##### STORED RECORDS

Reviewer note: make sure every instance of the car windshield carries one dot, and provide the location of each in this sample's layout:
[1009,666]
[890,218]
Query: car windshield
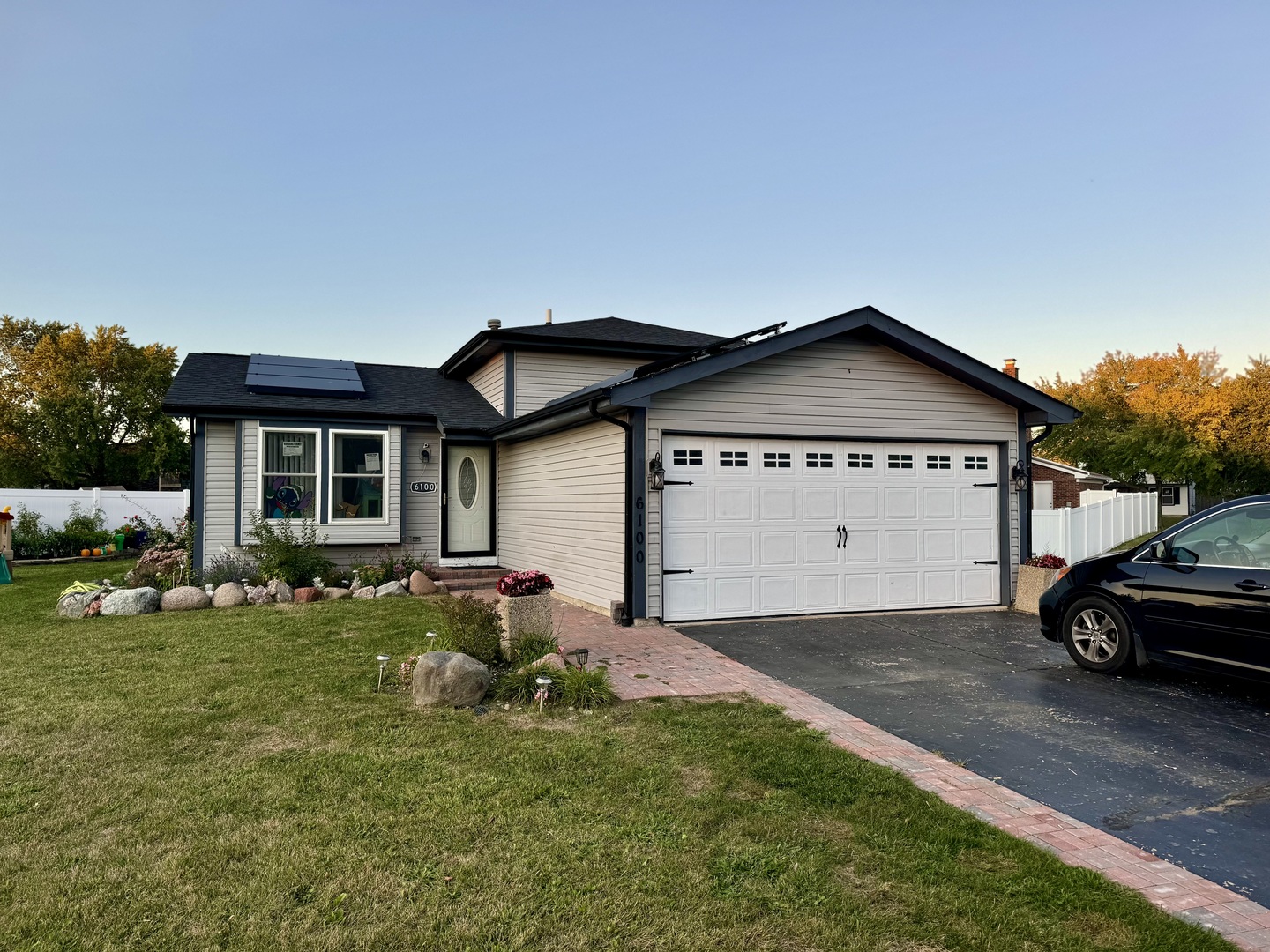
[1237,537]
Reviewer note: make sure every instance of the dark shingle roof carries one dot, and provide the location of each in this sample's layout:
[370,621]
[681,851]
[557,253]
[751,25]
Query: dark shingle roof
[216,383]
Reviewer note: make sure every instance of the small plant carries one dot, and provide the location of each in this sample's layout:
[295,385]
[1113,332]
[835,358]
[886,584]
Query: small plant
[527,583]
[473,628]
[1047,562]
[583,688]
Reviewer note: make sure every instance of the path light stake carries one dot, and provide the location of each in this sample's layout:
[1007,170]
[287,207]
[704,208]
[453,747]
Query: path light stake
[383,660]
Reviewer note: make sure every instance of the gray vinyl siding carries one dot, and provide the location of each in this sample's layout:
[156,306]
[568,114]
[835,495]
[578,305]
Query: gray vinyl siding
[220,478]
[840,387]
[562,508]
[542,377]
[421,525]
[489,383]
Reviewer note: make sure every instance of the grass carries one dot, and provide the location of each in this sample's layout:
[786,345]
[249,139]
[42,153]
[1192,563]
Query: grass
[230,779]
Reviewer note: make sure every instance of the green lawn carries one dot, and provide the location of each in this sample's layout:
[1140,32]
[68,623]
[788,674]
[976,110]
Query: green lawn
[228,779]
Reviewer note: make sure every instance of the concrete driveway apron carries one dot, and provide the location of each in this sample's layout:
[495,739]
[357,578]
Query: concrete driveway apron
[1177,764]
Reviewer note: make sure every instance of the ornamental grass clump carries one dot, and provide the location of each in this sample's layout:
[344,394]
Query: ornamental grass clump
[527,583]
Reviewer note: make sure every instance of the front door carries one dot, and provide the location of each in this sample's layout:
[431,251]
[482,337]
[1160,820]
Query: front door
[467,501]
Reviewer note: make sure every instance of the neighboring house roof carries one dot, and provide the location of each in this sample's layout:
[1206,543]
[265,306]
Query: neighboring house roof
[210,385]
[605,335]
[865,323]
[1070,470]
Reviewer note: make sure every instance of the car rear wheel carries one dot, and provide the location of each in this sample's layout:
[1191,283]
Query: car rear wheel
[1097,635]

##########

§ **SHORT EXERCISE**
Write out all the entries word for word, but skip any images.

§ **WRITTEN RESPONSE**
Reviewer note: make sure every instance of the car windshield carries one dot, and provide the location of each in this sample's layout:
[1009,666]
[890,218]
Query: car windshield
[1237,537]
Reviewer note: make sure every instance of the dark shingle roof carries one dot, and provide the location of each in this sample's layout:
[370,621]
[681,851]
[557,253]
[751,25]
Query: dark shingle roof
[216,383]
Reviewer note: make sure every instance of the small plant carries one dot, and provide the location of each in this sample's layout:
[295,385]
[1113,332]
[835,358]
[886,584]
Query: small plant
[527,583]
[473,628]
[1047,562]
[583,688]
Reviewer note: make sure every instance of the path light stake carries one dot, and provide the location of each in this sample's layout:
[1007,170]
[287,207]
[704,208]
[453,747]
Query: path light stake
[383,660]
Reviewer note: make sure every instance of the gray vinyl siding carries one dot, and provide the location of each in this sample's layout:
[156,306]
[568,114]
[835,495]
[578,305]
Query: gray vinyl siding
[220,478]
[840,387]
[562,508]
[542,377]
[421,525]
[489,383]
Reviewer note: make sure every instance of the grass carries one dot, and provide the location of each in this sample's layout:
[786,345]
[249,139]
[42,153]
[1192,563]
Query: grass
[230,779]
Reviewer note: make sure every instance of the green lawn carries one dot, and provide the location of each in this sample's layout:
[1140,32]
[68,623]
[788,674]
[976,110]
Query: green lawn
[228,779]
Reviewer note: make sure every instance of the concrete driveway apron carries one dot, and provide the location of each in this sample's layout:
[495,739]
[357,578]
Query: concrete driveway apron
[1177,764]
Reviewer note: make sure every instance of the ornamental grass clump carries one dot, and provide the location of each in this sample's layout:
[344,394]
Query: ornamental grass clump
[527,583]
Reviewer note: make sure every instance of the front door carries one dot, and provide the location of each in this sample's layout:
[431,251]
[482,337]
[1160,820]
Query: front door
[467,501]
Reviewer note: make sure every instance of the neighboring house roof carries one dot, and provide the location of each in this sample's layout:
[1206,543]
[265,306]
Query: neighboring house roof
[210,385]
[605,335]
[865,323]
[1070,470]
Reviewer note: make sure every instance of the car rear wheel carries one dot, and provide the location of each in this sample's layout:
[1191,283]
Query: car rear wheel
[1097,635]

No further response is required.